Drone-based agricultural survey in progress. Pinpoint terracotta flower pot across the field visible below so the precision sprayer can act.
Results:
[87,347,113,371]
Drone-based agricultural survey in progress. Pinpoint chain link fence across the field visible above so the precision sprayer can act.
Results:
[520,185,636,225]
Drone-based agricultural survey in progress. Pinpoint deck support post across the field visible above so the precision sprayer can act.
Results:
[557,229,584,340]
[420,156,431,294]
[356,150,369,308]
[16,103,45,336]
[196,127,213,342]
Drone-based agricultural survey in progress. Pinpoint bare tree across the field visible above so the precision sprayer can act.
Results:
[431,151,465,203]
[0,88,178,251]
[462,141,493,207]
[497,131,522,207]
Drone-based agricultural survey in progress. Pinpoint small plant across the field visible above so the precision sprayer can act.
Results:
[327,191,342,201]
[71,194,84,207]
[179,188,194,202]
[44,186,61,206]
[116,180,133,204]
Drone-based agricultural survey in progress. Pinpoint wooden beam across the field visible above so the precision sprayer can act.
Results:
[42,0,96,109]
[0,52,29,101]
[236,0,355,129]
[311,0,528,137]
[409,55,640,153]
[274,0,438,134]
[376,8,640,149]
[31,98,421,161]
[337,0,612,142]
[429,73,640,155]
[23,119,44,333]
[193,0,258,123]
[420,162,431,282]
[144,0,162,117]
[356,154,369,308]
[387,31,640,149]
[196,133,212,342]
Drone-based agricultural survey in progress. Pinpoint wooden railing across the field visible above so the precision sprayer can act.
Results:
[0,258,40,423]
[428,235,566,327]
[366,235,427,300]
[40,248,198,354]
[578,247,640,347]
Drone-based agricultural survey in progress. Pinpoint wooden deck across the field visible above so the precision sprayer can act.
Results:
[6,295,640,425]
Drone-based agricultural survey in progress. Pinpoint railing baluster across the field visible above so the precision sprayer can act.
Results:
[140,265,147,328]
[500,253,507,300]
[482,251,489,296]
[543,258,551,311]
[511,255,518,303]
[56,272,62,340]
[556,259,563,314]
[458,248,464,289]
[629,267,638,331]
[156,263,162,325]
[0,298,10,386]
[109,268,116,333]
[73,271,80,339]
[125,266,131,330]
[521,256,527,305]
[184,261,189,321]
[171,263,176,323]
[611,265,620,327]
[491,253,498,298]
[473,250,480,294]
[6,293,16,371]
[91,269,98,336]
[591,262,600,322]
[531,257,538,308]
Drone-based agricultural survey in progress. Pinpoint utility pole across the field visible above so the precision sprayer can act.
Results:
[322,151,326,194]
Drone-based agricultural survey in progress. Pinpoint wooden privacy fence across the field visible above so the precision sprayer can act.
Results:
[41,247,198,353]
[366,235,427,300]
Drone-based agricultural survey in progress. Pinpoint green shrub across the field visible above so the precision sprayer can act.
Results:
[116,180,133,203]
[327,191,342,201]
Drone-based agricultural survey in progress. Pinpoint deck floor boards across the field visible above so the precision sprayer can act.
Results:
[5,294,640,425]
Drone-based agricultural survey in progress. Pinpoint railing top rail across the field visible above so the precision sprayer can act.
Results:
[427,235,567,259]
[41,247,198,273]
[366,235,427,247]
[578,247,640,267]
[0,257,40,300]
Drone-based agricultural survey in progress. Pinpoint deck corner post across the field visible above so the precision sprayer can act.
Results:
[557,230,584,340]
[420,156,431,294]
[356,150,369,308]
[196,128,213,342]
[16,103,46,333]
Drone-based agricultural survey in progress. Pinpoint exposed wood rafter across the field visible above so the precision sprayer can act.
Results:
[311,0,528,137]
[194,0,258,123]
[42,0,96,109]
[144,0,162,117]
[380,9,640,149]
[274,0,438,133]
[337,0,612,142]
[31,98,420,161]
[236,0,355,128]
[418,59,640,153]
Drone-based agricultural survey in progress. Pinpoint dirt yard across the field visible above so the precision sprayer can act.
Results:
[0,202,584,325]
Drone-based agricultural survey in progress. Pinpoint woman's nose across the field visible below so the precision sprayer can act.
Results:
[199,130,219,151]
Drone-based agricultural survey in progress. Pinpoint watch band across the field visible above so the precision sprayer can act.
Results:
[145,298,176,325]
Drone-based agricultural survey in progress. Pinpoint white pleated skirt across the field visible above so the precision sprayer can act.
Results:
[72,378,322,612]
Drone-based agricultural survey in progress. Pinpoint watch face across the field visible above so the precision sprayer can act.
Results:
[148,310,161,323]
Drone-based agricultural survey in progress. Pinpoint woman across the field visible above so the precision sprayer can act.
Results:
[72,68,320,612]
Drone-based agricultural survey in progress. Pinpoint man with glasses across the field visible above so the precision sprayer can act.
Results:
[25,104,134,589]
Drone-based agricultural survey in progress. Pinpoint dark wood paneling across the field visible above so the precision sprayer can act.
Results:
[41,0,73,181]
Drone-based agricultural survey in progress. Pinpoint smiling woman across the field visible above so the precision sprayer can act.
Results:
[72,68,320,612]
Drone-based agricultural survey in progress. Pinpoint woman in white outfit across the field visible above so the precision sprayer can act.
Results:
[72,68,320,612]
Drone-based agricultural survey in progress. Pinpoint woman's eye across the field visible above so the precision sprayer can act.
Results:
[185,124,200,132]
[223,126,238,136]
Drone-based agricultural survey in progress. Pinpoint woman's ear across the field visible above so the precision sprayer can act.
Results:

= = =

* **Problem to work on**:
Rewrite the listing above, changing every "precision sprayer" to "spot sprayer" and keeping everything else the same.

* **Exercise solution**:
Drone-based agricultural survey in progress. Pinpoint terracotta flower pot across the field visible below so the spot sprayer can act.
Results:
[87,347,113,371]
Drone-based agricultural survey in progress. Pinpoint chain link fence across the field visible above so the spot sprayer can act.
Results:
[520,185,636,225]
Drone-based agricultural survey in progress. Pinpoint deck support post across the field visible above so the spot sprayer can act.
Results:
[557,229,584,340]
[420,156,431,294]
[356,150,369,308]
[16,103,45,336]
[196,127,213,342]
Drone-based agricultural survey in progress. Pinpoint bare tree across the field visible above so the spot sprayer can act.
Results:
[431,151,465,203]
[0,88,178,251]
[462,141,493,207]
[497,131,522,207]
Drone-based agricultural survey in progress. Pinpoint small plant across the field visible above so the spot sprayer can act.
Results:
[327,191,342,201]
[71,194,84,207]
[179,188,194,202]
[44,186,61,206]
[116,180,133,204]
Drone-based agricultural survey in progress. Pinpoint wooden beam across the field visible above so the spot sprayer can act.
Results:
[42,0,96,109]
[0,52,29,101]
[236,0,355,129]
[311,0,528,137]
[409,55,640,153]
[274,0,438,134]
[376,8,640,149]
[31,98,421,161]
[337,0,612,142]
[429,73,640,155]
[23,119,44,333]
[193,0,258,123]
[420,162,431,282]
[144,0,162,117]
[356,154,369,308]
[387,31,640,149]
[196,133,212,342]
Drone-based agricultural survey in progress. Pinpoint wooden railing across the field visible above so the spot sprayer can act.
Results:
[0,258,40,423]
[428,235,566,327]
[366,235,427,300]
[40,248,198,354]
[578,247,640,347]
Drone-based agricultural survey in progress. Pinpoint wooden deck across the field visible above so the spot sprayer can act.
Results:
[6,295,640,425]
Drone-based agricultural survey in progress. Pinpoint railing baluster across the field visible above so the spot sprayer can act.
Results:
[140,265,147,328]
[500,253,507,300]
[482,251,489,296]
[543,258,551,311]
[511,255,518,303]
[56,272,62,340]
[556,259,563,314]
[458,248,464,289]
[629,267,638,331]
[156,263,162,325]
[0,298,10,386]
[109,268,116,333]
[73,271,80,339]
[125,266,131,330]
[521,256,527,305]
[184,261,189,321]
[171,263,176,323]
[611,265,620,327]
[491,253,498,298]
[473,250,480,294]
[6,293,16,371]
[91,269,98,336]
[591,262,600,322]
[531,257,538,308]
Drone-based agricultural survey in progress. Pinpoint utility pole across the field visible above so the spot sprayer can act.
Results:
[322,151,326,194]
Drone-based agricultural survey in progress. Pinpoint wooden privacy fence across the field visible above so the spot sprayer can act.
Results:
[41,247,198,353]
[366,235,427,300]
Drone-based agricultural survey in progress. Pinpoint green shrub across the field visible above so the spot sprayer can act.
Results:
[116,180,133,203]
[327,191,342,201]
Drone-based agricultural survey in progress. Pinpoint deck floor boards across the field visible above so the spot sprayer can act.
Results:
[5,294,640,425]
Drone-based agricultural survey in progress. Pinpoint railing top rail across the field visible above so the spot sprayer can act.
Results:
[427,235,567,259]
[41,247,198,273]
[366,235,427,247]
[578,247,640,267]
[0,257,40,300]
Drone-based agricultural survey in progress. Pinpoint deck corner post across the field visible above so the spot sprayer can act.
Results:
[557,230,584,340]
[420,156,431,294]
[356,150,369,308]
[196,128,213,342]
[16,103,46,333]
Drone-based agricultural survey in progress. Pinpoint exposed wood rafter across the field visible above so the spot sprayer can act.
Results:
[311,0,528,137]
[194,0,258,123]
[42,0,96,109]
[144,0,162,117]
[380,9,640,149]
[274,0,438,133]
[337,0,612,142]
[31,98,420,161]
[236,0,355,128]
[418,59,640,153]
Drone-based agricultural survey in progress. Pinpoint dirt yard across the field visible above so the spot sprayer can act.
Results:
[0,202,584,325]
Drone-based agricultural survey in progress. Pinpoint woman's nose across the field visible below so the spot sprayer can act.
Results:
[199,130,219,151]
Drone-based agricultural survey in progress. Pinpoint watch band across the field visible above so the spot sprayer can act.
Results:
[145,298,176,325]
Drone-based agricultural survey in progress. Pinpoint white pleated skirt across the field visible above so the spot sprayer can act.
Results:
[72,378,322,612]
Drone-based agricultural survey in progress. Pinpoint watch face across the field visible above so the spot sprayer can act.
Results:
[148,310,161,323]
Drone-based agricultural survey in progress. Pinpoint woman across the field visible above so the spot sprayer can act.
Results:
[72,68,320,612]
Drone-based agricultural survey in progress. Pinpoint man with glasses across the field visible above so the spot sprayer can act.
Results:
[25,104,134,589]
Drone-based agricultural survey in progress. Pinpoint dark wood paneling across the field visible above so the spot sprayer can act.
Results:
[41,0,73,181]
Drone-based agricultural survey in progress. Pinpoint smiling woman across the field visible above so the spot sprayer can act.
Results:
[72,68,320,612]
Drone-based agricultural survey in progress. Pinpoint woman in white outfit across the field visible above so the spot sprayer can act.
Results:
[72,68,320,612]
Drone-based agricultural survey in progress. Pinpoint woman's eye across the field visible above so the spot sprayer can act.
Results:
[185,124,200,132]
[223,126,238,136]
Drone-based agricultural survey in progress. Pinpoint woman's ear across the field visible above so the spot sprayer can act.
Results:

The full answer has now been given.